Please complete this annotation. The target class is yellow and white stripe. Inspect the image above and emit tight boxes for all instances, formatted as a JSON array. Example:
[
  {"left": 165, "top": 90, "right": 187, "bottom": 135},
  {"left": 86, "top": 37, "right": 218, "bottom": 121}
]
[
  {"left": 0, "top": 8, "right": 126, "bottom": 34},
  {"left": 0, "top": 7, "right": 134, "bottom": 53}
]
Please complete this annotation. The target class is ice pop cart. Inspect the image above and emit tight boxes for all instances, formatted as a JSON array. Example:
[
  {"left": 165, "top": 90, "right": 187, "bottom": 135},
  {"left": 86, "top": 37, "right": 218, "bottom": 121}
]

Brief: Every line of the listing above that contains "formatted" is to be copied.

Reply to the exercise:
Please complete this annotation. The target class is yellow and white stripe. Inspect the image above and emit tight boxes for all instances, formatted as a JSON array. Example:
Please complete this annotation. The target class is ice pop cart. Inspect the image above and emit tight boxes for all instances, formatted as a JSON array. Example:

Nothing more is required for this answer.